## Instructions for the task
Take the data below and extract the lines from the one with "Objective — one marker per instance of the shallow" to the one with "Objective — one marker per instance of the sunlit", inclusive, exactly as written.

Referring expression data
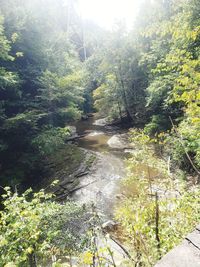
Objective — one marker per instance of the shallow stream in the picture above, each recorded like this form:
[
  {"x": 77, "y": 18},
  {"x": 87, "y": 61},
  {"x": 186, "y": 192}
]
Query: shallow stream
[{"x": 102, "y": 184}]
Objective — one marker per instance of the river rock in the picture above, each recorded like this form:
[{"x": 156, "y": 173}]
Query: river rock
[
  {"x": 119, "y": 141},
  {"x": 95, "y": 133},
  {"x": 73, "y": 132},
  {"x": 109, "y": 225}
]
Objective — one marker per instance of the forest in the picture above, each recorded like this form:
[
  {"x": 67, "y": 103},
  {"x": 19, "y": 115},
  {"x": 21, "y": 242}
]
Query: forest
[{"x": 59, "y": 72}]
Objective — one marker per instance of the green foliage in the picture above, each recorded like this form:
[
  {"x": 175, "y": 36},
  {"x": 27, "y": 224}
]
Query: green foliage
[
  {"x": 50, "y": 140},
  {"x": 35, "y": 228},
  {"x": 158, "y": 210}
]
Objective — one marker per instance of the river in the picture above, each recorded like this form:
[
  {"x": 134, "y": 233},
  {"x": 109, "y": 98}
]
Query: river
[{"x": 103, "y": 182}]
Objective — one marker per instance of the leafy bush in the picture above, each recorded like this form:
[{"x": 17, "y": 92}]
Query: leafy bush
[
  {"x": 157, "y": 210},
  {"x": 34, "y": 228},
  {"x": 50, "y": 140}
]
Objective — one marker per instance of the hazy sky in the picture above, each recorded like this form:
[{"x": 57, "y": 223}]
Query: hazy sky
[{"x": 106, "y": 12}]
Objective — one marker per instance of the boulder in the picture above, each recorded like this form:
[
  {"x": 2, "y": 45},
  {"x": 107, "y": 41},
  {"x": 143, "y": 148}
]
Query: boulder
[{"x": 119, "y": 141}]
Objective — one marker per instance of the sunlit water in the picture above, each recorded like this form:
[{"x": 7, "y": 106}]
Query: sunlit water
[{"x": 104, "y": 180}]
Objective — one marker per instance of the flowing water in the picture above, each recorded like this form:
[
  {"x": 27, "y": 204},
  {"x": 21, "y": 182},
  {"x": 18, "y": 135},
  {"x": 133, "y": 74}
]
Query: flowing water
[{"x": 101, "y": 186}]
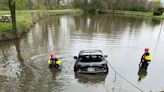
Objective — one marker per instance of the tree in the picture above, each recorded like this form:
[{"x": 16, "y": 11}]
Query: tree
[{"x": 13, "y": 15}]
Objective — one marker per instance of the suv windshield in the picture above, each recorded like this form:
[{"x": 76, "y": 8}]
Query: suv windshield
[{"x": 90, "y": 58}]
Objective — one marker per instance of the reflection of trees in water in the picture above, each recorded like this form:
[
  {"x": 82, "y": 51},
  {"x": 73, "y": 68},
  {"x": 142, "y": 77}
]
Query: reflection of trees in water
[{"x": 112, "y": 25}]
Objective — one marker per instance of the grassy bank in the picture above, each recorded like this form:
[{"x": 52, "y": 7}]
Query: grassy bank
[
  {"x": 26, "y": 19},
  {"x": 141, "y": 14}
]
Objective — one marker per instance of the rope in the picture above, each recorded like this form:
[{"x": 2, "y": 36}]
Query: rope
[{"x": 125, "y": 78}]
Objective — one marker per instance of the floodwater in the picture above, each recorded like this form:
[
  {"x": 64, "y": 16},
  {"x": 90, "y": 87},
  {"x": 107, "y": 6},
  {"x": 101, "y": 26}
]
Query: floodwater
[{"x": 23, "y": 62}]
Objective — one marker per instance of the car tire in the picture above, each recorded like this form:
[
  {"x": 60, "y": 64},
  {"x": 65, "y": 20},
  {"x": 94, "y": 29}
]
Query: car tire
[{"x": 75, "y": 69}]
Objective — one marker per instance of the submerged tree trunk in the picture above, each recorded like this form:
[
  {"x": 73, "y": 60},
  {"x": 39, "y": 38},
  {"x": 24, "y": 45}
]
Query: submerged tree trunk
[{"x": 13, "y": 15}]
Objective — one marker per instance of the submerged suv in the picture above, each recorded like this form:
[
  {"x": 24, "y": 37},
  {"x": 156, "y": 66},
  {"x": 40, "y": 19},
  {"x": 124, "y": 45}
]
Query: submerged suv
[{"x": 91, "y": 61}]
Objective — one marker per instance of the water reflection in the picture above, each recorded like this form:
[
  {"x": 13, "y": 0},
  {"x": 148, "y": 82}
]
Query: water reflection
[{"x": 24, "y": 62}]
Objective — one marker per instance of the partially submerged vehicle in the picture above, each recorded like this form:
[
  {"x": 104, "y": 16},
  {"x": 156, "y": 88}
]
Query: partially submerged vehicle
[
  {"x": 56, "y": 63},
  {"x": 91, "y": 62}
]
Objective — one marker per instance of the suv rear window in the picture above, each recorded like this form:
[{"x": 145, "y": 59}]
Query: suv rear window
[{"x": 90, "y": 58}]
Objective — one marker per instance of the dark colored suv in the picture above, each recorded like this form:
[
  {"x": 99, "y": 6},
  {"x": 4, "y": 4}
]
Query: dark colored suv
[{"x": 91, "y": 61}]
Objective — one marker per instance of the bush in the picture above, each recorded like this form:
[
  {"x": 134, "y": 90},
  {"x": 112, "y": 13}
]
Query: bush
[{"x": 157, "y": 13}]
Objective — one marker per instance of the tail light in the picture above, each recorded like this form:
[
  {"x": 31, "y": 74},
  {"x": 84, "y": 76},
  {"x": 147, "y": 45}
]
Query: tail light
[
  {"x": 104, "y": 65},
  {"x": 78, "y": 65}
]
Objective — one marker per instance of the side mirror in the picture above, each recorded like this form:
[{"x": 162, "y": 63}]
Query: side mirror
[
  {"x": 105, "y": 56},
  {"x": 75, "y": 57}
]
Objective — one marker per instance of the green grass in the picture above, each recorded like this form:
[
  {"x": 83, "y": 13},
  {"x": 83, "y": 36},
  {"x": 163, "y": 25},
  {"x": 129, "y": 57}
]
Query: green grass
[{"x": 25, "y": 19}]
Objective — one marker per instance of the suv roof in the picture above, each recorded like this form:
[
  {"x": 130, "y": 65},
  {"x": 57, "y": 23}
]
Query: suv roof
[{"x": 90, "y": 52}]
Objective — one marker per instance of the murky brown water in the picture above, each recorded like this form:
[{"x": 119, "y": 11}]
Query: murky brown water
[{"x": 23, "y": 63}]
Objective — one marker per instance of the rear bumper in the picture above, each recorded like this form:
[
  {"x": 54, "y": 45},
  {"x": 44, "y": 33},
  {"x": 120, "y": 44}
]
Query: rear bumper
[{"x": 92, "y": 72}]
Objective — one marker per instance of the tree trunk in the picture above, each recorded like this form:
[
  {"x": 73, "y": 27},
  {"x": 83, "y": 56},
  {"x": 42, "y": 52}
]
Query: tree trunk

---

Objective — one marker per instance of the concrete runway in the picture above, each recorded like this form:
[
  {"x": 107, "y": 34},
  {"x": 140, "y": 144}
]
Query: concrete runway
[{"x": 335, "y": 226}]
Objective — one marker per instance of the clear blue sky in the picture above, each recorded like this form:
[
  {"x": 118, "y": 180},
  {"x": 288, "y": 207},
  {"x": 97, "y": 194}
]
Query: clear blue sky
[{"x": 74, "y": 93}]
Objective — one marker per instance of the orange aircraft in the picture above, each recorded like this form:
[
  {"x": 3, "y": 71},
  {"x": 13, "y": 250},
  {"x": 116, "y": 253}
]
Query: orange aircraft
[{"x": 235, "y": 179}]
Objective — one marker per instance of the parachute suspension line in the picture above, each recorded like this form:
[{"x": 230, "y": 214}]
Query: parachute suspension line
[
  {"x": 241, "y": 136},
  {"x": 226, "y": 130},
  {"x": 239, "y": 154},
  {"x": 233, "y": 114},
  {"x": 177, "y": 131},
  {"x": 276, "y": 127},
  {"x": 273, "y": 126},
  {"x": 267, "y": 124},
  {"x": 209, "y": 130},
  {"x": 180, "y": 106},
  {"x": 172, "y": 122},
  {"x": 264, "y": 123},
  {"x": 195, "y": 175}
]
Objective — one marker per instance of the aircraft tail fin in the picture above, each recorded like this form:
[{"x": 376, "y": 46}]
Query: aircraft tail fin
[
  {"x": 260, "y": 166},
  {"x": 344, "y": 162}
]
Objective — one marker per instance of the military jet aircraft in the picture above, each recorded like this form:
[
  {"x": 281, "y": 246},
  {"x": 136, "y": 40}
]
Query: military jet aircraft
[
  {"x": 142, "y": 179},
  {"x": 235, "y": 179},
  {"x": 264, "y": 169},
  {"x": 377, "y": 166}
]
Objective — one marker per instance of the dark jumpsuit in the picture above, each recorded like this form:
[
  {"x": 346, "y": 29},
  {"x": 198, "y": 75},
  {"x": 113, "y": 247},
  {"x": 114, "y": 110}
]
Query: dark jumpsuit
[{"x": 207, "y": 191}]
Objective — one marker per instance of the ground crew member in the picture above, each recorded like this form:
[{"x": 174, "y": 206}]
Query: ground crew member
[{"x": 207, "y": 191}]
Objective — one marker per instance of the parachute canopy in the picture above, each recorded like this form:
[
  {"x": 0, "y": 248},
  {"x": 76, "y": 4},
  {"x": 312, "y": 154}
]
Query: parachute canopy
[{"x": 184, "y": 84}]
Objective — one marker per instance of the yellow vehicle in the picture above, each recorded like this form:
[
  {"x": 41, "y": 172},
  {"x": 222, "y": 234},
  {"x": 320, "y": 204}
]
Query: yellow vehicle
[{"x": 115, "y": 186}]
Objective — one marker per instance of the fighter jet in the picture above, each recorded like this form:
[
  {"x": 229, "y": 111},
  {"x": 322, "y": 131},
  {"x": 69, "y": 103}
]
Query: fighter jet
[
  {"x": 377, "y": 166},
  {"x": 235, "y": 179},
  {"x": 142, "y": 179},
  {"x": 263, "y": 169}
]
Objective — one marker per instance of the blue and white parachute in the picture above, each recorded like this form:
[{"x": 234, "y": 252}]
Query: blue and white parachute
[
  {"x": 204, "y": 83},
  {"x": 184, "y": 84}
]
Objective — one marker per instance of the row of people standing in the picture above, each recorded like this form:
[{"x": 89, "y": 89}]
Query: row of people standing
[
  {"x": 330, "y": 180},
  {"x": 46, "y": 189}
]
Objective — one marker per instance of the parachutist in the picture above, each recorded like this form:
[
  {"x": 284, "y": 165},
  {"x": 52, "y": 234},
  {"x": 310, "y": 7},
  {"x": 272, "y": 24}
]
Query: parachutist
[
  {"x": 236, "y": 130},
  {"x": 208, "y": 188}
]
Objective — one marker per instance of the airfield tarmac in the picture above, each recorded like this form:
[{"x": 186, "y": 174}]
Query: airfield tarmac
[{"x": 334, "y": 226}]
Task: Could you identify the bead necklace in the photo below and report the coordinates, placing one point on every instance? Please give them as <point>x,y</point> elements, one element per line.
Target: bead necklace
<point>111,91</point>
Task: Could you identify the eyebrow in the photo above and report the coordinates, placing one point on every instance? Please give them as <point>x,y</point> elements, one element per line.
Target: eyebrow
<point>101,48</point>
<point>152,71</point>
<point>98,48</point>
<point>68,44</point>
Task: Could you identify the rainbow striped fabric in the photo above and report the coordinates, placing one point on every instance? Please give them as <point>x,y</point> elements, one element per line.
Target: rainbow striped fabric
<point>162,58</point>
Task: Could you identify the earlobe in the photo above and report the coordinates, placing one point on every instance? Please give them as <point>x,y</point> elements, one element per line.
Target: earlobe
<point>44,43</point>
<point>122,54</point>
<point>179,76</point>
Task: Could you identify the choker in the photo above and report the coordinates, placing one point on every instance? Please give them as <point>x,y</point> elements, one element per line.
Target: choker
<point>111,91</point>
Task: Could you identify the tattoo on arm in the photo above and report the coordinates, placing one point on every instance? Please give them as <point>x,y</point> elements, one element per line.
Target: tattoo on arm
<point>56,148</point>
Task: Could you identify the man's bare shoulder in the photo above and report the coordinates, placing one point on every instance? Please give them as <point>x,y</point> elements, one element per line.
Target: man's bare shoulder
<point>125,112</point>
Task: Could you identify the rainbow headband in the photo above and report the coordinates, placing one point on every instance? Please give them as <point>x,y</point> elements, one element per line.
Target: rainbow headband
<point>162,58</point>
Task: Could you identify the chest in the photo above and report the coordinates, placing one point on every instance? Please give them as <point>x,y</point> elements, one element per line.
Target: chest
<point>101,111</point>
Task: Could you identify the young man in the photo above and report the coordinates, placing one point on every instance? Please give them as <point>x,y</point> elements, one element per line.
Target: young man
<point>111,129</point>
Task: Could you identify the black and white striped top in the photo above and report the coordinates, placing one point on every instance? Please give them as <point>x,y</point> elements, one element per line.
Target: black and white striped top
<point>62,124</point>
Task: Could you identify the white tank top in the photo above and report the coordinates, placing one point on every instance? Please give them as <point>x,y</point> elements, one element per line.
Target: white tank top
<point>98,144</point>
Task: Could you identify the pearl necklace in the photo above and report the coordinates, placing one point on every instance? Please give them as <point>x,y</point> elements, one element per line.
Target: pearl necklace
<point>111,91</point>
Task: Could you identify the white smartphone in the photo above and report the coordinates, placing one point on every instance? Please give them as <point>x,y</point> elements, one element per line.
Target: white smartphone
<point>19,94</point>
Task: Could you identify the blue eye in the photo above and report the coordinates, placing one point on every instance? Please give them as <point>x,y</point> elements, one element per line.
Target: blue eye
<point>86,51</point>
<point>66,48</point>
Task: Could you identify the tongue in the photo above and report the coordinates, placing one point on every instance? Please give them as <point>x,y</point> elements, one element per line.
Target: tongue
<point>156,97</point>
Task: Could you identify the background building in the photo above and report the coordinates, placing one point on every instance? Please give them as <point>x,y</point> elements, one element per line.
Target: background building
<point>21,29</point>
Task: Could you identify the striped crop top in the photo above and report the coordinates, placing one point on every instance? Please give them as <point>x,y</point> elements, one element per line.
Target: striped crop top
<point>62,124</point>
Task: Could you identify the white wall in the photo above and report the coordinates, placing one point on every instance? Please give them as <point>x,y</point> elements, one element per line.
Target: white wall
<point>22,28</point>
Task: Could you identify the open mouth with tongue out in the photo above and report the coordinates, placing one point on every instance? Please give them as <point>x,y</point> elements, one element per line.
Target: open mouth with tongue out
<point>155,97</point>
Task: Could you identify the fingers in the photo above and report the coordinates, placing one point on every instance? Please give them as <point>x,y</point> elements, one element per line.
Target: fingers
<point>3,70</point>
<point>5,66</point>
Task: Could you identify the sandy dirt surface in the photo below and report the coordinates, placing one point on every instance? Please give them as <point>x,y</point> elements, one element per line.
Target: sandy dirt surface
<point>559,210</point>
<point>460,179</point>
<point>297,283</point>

## Task response
Objective — one marker per instance of the shallow stream in the picture above, each recorded like this form:
[
  {"x": 77, "y": 18},
  {"x": 87, "y": 61},
  {"x": 186, "y": 192}
]
Query: shallow stream
[{"x": 102, "y": 184}]
Objective — one marker per instance of the river rock in the picture above, each recorded like this form:
[{"x": 156, "y": 173}]
Query: river rock
[
  {"x": 119, "y": 141},
  {"x": 95, "y": 133},
  {"x": 73, "y": 132},
  {"x": 109, "y": 225}
]
Objective — one marker per instance of the forest in the picture above, each recorded like this form:
[
  {"x": 67, "y": 103},
  {"x": 19, "y": 115},
  {"x": 21, "y": 242}
]
Query: forest
[{"x": 59, "y": 72}]
Objective — one marker per instance of the green foliage in the picture above, each recorded like this form:
[
  {"x": 175, "y": 36},
  {"x": 27, "y": 224}
]
Query: green foliage
[
  {"x": 50, "y": 140},
  {"x": 35, "y": 228},
  {"x": 158, "y": 210}
]
Objective — one marker per instance of the river in the picture above, each recorded like this form:
[
  {"x": 134, "y": 233},
  {"x": 109, "y": 98}
]
Query: river
[{"x": 103, "y": 182}]
Objective — one marker per instance of the leafy bush in the picture above, each recorded like this form:
[{"x": 17, "y": 92}]
Query: leafy bush
[
  {"x": 157, "y": 210},
  {"x": 34, "y": 228},
  {"x": 50, "y": 140}
]
Objective — one marker per instance of the hazy sky in the picture above, each recorded like this form:
[{"x": 57, "y": 223}]
Query: hazy sky
[{"x": 106, "y": 12}]
Objective — one marker per instance of the boulder in the picture above, each recorded like this form:
[
  {"x": 2, "y": 45},
  {"x": 107, "y": 41},
  {"x": 143, "y": 148}
]
Query: boulder
[{"x": 119, "y": 141}]
Objective — one marker per instance of the sunlit water in the picture above, each recorded like this form:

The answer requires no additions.